* [CHECK YOUR UNDERSTANDING]
**1.** Name every person mentioned in the marriage essay, one per line.
**2.** Reproduce word for word the part of the marriage essay starting at "Well, things didn’t" and ending at "Milk had been assassinated.".
**3.** Carry the marriage essay forward from its final sentence.
Segment Start: DOCUMENT EXTRACT
Who would want to get married today?

by Robert Morrison

November 25, 2013

With the mounting concerns over the “debacle” of ObamaCare, with Iran given permission to retain their nuclear program provided they “freeze” just certain portions of it, the world looks like a threatening place. So, who would want to marry and bring children into such a world, beset by economic worries, dogged by environmental concerns and living as we do under what President Kennedy called “a nuclear sword of Damocles”?

Well, things didn’t seem a whole lot brighter in 1978. Thirty-five years ago, my fiancee and I prepared for our wedding in San Francisco. The weather that entire week was gray and menacing. So somber was the mood. Hundreds of bodies were being returned to the Bay Area from Jonestown where people had been forced to drink poison Kool-Aid. The aftermath of that suicide cult hung over the city like a pall. Then, too the day after we exchanged our vows in dear old St. Paulus Evangelical Lutheran Church, we began our honeymoon in an Alpine village in Southern California’s San Bernardino Mountains. It was there we saw the news. San Francisco’s Mayor Moscone and Supervisor Harvey Milk had been assassinated.
Segment End: DOCUMENT EXTRACT
Segment Start: SUPPLIED ENTRIES
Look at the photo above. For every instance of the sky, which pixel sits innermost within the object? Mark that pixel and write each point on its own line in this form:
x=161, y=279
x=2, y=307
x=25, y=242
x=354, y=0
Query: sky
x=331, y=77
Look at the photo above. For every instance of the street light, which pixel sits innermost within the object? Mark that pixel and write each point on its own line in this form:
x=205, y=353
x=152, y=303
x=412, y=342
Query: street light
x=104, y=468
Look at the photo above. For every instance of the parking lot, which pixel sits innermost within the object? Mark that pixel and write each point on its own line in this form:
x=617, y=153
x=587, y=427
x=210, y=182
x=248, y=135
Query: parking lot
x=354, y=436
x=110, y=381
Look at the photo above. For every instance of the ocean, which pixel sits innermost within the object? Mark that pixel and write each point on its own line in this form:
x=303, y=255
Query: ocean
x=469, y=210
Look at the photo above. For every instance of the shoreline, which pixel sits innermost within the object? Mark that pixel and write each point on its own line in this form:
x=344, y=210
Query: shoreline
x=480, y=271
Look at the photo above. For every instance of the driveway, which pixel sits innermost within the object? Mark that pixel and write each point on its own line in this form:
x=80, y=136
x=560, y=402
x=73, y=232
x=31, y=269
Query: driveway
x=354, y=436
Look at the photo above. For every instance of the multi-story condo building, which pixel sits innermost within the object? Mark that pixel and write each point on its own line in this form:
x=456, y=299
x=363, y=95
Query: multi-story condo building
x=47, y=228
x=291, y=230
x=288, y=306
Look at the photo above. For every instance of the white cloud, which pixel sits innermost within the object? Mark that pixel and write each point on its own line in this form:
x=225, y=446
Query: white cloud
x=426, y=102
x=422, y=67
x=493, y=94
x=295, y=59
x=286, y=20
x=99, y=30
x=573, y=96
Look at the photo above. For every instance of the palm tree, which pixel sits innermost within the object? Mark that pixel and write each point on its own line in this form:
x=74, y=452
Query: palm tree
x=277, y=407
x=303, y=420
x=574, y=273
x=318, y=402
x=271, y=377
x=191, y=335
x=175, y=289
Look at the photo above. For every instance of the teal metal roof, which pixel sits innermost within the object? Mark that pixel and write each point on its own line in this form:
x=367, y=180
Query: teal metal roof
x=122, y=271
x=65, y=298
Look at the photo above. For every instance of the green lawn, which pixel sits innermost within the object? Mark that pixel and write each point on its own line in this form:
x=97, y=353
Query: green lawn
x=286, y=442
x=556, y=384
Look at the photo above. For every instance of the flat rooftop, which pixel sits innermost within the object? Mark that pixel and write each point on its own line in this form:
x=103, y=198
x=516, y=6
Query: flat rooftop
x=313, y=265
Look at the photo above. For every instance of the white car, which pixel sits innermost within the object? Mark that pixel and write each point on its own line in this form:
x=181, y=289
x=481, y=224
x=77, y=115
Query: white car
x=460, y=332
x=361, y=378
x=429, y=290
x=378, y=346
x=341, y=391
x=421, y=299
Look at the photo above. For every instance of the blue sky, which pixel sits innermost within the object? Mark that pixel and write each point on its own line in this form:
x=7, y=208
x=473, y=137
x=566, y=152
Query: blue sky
Segment End: SUPPLIED ENTRIES
* [ANSWERS PROVIDED]
**1.**
Robert Morrison
President Kennedy
Mayor Moscone
Supervisor Harvey Milk

**2.**
Well, things didn’t seem a whole lot brighter in 1978. Thirty-five years ago, my fiancee and I prepared for our wedding in San Francisco. The weather that entire week was gray and menacing. So somber was the mood. Hundreds of bodies were being returned to the Bay Area from Jonestown where people had been forced to drink poison Kool-Aid. The aftermath of that suicide cult hung over the city like a pall. Then, too the day after we exchanged our vows in dear old St. Paulus Evangelical Lutheran Church, we began our honeymoon in an Alpine village in Southern California’s San Bernardino Mountains. It was there we saw the news. San Francisco’s Mayor Moscone and Supervisor Harvey Milk had been assassinated.

**3.**
The first good news we had from the outside world came on the third day of our getaway. We sat at a picnic table surrounded by snow-covered mountains and saw the newspaper headlines: “Pope on a Slope.” Pope John Paul II had been elected just six weeks earlier. There was great excitement around the world for this dynamic new leader on the world stage. Even as non-Catholics, we shared in the enthusiasm for the Polish Pope. Whoever heard of a Pope who skiied?

In the thirty-five years since that wedding day, we have had the usual portion of joys and sorrows. We have endured the loss of beloved parents and the death of a 16-year old cousin. We have had to cope with financial gains and losses. Was there something in those vows about for “not-so-richer or poorer”?

I had always been taught that a man should lay down his life for his wife. And I was prepared to do just that.

So imagine my surprise when I found my wife saving my life. I had just turned forty when I was stricken with a violent headache. It felt as if there were nine-inch nails being driven into my skull.

Rushed to the Emergency Room at Bethesda Naval Hospital, my wife, an officer in the Medical Service Corps, waited in the ER with our two small children for long hours for a diagnosis. Despite the lateness and the children crying in the summer’s heat, my wife pressed them to give me a spinal tap. The test results confirmed that I had viral meningitis.

Told there were no beds available for me at the hospital, my wife stubbornly refused to let me be taken to a local civilian hospital. She has often said that she wasn’t sure we had insurance for such treatment, but I know she did not want me taken to a place where she did not know the medical staff and their reputations. Emphatically, she told them she was a staff officer and knew there had to be a bed somewhere in the giant facility.

I awoke several days later in the Neuro Step-Down Unit. I was surrounded by dying patients. Naturally, I assumed I was one of them. It’s an experience you tend to remember.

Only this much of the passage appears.